[Begin]
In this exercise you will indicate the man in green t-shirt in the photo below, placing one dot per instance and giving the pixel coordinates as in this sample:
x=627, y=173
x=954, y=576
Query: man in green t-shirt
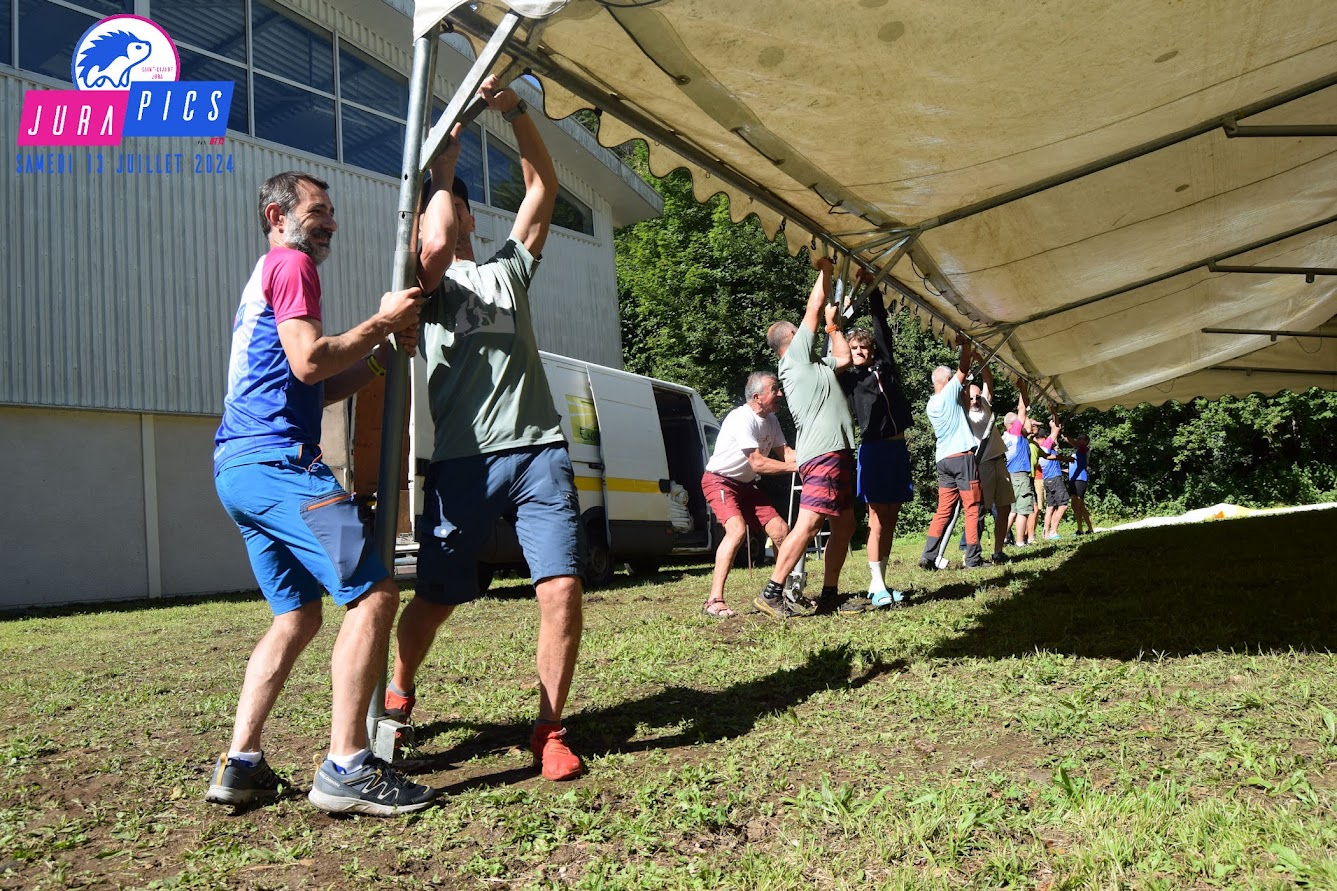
x=499, y=451
x=825, y=451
[End]
= The problem =
Print the data above line for line without any changes, and omit the picture.

= Solution for this exercise =
In this exercise you will indicate the man in green t-shirt in the photo below, placing one dot per instance and giving the pixel coordinates as in this sample:
x=627, y=173
x=954, y=576
Query: man in green t-shirt
x=499, y=451
x=825, y=451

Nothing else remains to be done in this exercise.